TASK INPUTS below:

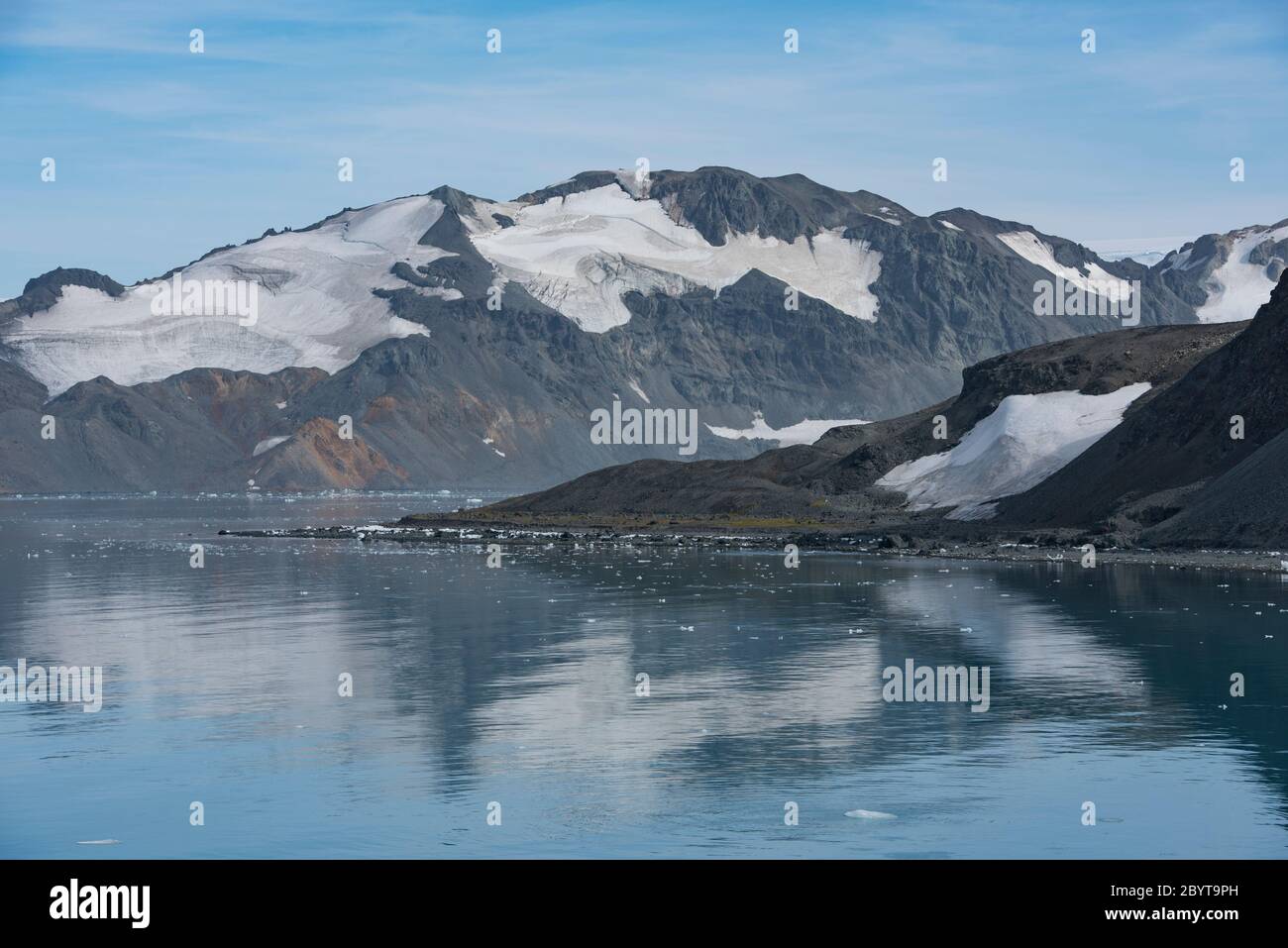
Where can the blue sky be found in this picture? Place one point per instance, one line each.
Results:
(162, 155)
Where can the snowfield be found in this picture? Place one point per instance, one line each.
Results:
(583, 253)
(1236, 288)
(1096, 279)
(805, 432)
(314, 299)
(1024, 441)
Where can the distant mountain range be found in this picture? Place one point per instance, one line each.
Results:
(1168, 437)
(467, 342)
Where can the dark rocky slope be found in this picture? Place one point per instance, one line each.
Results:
(502, 398)
(832, 479)
(1172, 443)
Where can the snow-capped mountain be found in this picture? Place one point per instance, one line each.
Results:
(1228, 275)
(471, 339)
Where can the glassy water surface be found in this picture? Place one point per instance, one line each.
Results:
(518, 686)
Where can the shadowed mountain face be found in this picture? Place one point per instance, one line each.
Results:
(1222, 420)
(835, 478)
(471, 340)
(1199, 459)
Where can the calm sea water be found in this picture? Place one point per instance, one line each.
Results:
(518, 686)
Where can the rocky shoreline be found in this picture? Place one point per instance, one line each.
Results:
(1061, 550)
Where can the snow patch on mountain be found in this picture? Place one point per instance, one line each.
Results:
(1096, 279)
(1022, 442)
(316, 307)
(268, 445)
(580, 254)
(1236, 288)
(805, 432)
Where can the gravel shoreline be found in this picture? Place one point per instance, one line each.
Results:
(888, 545)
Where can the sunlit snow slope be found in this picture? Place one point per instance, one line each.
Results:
(1024, 441)
(581, 253)
(314, 307)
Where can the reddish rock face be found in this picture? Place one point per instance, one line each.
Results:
(318, 455)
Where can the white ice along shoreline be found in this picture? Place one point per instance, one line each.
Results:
(1024, 441)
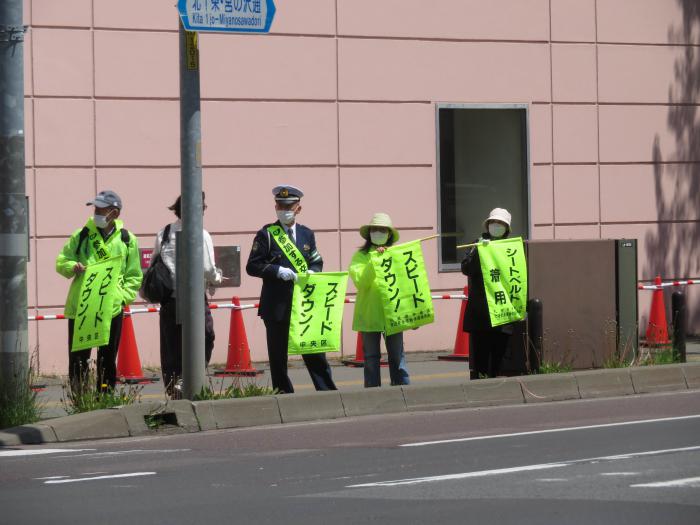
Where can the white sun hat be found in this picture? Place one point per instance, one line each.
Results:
(380, 220)
(500, 215)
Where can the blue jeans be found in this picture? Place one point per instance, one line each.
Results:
(397, 360)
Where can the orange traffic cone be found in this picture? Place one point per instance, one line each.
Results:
(128, 362)
(238, 358)
(461, 350)
(657, 330)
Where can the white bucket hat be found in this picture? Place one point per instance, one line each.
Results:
(500, 215)
(381, 220)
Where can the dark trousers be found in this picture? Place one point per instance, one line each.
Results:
(316, 364)
(106, 358)
(486, 351)
(171, 343)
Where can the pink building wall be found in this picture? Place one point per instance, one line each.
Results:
(340, 100)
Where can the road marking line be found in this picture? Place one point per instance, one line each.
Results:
(112, 476)
(461, 475)
(535, 432)
(685, 482)
(40, 451)
(514, 470)
(124, 452)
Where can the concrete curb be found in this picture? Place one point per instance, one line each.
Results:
(156, 418)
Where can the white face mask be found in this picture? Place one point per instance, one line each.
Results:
(379, 238)
(101, 221)
(496, 229)
(286, 217)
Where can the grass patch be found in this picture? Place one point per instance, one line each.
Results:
(660, 356)
(19, 404)
(552, 367)
(88, 396)
(237, 389)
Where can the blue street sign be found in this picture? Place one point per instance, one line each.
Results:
(227, 16)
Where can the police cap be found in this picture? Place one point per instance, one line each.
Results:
(287, 194)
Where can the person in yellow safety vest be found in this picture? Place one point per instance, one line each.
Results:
(83, 249)
(368, 318)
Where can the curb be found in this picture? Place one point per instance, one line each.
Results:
(155, 418)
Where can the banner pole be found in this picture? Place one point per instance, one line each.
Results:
(431, 237)
(460, 246)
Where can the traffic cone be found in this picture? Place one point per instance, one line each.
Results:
(238, 358)
(657, 330)
(461, 349)
(128, 362)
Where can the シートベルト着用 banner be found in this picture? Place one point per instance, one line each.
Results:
(504, 269)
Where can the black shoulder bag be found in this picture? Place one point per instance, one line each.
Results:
(158, 283)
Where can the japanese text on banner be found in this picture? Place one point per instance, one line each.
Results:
(403, 285)
(504, 269)
(317, 312)
(97, 295)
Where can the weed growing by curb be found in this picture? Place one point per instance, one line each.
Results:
(235, 390)
(19, 404)
(88, 396)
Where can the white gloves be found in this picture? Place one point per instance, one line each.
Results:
(286, 274)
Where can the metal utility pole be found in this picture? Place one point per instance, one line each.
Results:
(14, 245)
(190, 276)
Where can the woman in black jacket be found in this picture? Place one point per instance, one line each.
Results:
(487, 344)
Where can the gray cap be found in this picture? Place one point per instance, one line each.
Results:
(106, 199)
(287, 194)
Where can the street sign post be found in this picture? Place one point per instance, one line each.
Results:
(227, 16)
(222, 16)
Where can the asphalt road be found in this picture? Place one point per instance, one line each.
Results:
(625, 460)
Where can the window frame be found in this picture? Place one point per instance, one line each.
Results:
(455, 267)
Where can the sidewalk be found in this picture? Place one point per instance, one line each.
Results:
(424, 367)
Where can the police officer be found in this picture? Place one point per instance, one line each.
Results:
(102, 236)
(278, 269)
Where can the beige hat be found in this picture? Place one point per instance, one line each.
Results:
(500, 215)
(383, 220)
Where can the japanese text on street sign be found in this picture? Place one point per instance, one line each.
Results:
(317, 312)
(97, 295)
(250, 16)
(504, 270)
(404, 288)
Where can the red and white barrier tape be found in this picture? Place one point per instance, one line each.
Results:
(212, 306)
(666, 285)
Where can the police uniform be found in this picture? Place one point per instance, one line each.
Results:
(265, 261)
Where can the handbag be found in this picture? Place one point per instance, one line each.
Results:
(158, 285)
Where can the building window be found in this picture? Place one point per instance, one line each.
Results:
(482, 164)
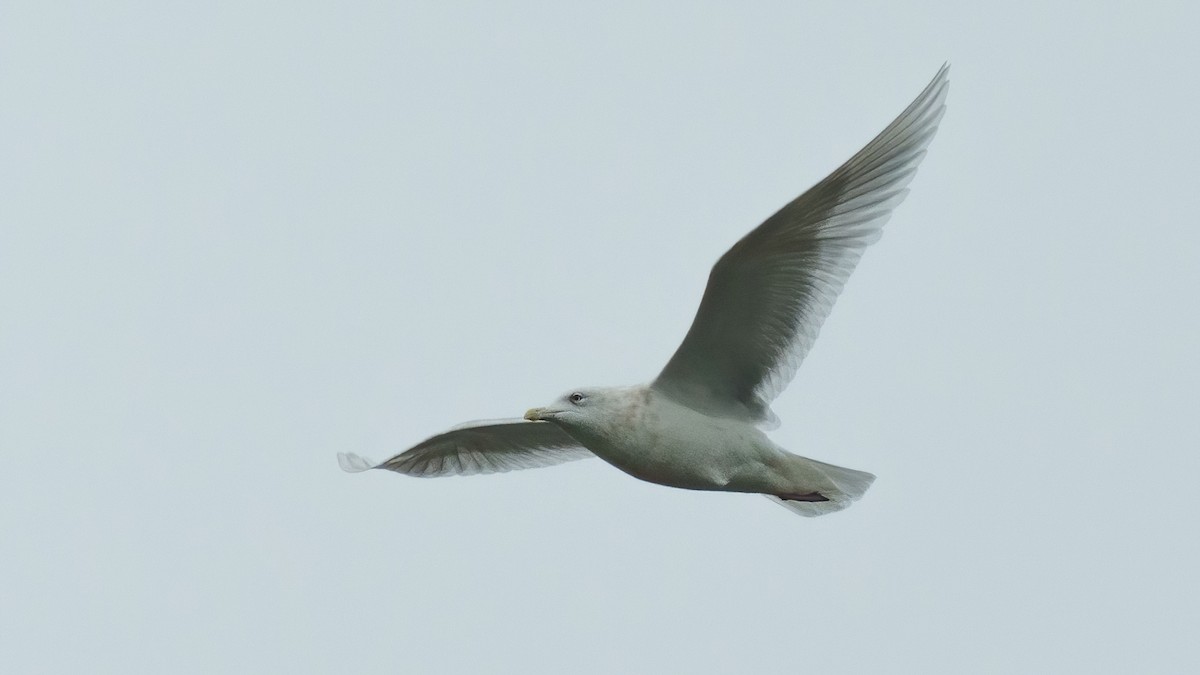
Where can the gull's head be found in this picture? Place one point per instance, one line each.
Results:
(577, 407)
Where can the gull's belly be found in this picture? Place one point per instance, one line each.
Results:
(675, 446)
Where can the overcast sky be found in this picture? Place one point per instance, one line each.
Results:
(237, 238)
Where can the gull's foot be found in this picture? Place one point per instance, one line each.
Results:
(804, 497)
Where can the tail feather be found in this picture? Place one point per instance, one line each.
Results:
(844, 487)
(352, 463)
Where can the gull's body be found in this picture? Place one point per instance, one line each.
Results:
(700, 424)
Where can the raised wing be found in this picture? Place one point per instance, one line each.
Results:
(768, 296)
(490, 446)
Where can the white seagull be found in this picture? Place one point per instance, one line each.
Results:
(699, 424)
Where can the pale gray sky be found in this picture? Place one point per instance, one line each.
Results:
(237, 238)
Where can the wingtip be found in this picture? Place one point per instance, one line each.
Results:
(352, 463)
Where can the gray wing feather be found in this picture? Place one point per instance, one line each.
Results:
(491, 446)
(768, 296)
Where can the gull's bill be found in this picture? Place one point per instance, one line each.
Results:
(768, 296)
(489, 446)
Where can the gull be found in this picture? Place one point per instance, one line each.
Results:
(700, 424)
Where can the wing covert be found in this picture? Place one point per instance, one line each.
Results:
(768, 296)
(491, 446)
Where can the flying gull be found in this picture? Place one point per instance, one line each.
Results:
(700, 424)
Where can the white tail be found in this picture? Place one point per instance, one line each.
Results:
(352, 463)
(847, 487)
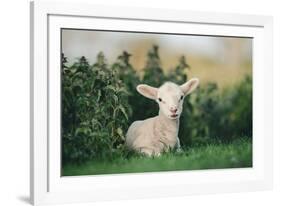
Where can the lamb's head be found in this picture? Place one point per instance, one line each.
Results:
(169, 96)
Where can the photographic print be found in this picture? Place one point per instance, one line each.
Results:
(134, 102)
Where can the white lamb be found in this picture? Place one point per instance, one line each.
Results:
(157, 134)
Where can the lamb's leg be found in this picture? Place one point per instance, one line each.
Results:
(149, 152)
(178, 146)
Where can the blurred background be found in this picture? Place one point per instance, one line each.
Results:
(101, 71)
(224, 60)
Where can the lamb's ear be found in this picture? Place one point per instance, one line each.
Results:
(189, 86)
(147, 91)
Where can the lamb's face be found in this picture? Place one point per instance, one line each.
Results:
(170, 99)
(169, 96)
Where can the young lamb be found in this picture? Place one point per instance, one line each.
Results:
(157, 134)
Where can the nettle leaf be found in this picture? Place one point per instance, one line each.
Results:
(120, 133)
(123, 110)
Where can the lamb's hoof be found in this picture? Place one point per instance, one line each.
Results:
(179, 150)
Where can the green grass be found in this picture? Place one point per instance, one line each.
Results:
(214, 156)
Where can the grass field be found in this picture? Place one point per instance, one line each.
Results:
(214, 156)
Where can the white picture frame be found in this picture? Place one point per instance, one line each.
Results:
(47, 185)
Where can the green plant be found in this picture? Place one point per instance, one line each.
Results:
(100, 101)
(95, 110)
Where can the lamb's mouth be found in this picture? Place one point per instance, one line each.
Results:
(174, 115)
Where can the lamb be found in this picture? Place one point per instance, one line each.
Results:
(159, 134)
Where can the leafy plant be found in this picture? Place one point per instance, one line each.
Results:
(95, 110)
(100, 101)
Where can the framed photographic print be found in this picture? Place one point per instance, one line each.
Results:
(126, 105)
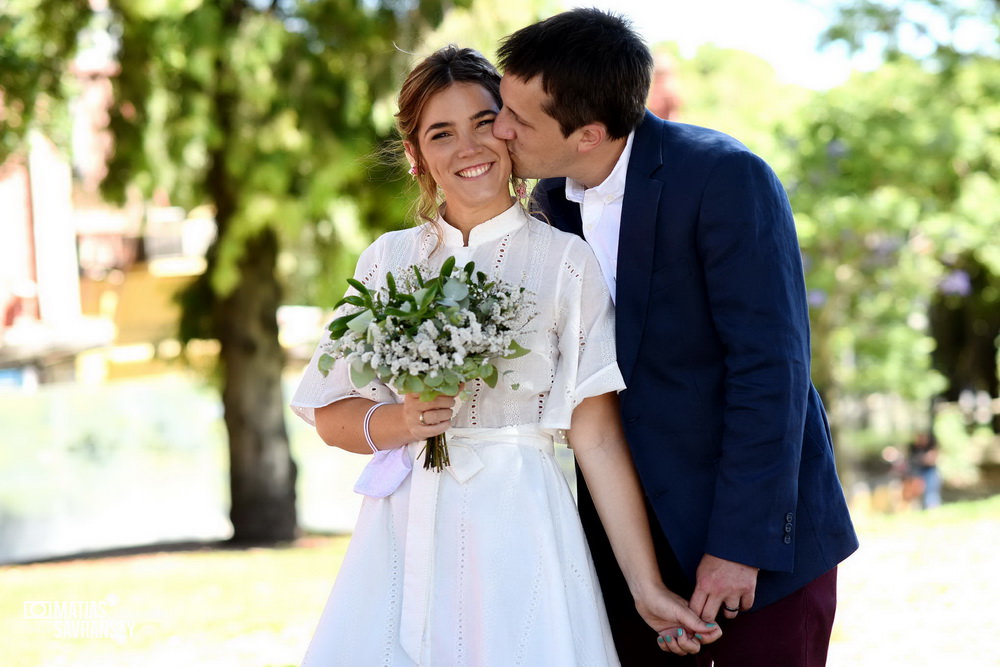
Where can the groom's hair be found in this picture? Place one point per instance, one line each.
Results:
(594, 68)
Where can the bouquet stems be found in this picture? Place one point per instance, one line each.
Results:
(436, 453)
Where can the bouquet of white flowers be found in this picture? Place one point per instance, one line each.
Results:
(429, 337)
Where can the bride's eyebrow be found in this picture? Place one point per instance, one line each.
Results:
(433, 127)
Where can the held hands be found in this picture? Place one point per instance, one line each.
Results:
(680, 630)
(424, 419)
(723, 587)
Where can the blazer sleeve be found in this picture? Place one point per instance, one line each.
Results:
(756, 293)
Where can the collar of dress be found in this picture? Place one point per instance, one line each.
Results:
(485, 232)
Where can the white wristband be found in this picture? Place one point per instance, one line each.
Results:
(368, 419)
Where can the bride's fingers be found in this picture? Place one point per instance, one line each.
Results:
(679, 642)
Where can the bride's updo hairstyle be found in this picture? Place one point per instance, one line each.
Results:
(435, 73)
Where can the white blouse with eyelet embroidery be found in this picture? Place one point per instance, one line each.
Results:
(571, 337)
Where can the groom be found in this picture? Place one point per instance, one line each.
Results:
(696, 240)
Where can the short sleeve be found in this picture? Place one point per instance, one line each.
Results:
(316, 390)
(587, 364)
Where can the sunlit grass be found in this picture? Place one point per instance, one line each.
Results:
(918, 575)
(207, 607)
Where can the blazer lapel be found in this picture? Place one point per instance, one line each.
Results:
(637, 240)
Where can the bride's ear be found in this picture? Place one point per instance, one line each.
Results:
(411, 158)
(592, 135)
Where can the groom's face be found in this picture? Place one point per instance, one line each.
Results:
(537, 146)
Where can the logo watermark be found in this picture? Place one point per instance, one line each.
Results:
(81, 619)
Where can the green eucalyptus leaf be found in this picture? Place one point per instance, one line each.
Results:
(455, 290)
(359, 323)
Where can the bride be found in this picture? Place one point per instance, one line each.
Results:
(486, 563)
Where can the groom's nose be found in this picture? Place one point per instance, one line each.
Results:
(502, 127)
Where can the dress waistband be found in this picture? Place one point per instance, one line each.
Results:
(418, 567)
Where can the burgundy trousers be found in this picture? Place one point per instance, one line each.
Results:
(792, 632)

End of TASK INPUTS.

# [WHAT IS BEING ASKED]
Using the material above, copy every line in which the string "trousers" occurs.

# [RESPONSE]
Where can the dark trousers be found in this picture? Place one point per instance, one line each.
Where can the burgundy trousers be found in this picture? Place one point per instance, one line each.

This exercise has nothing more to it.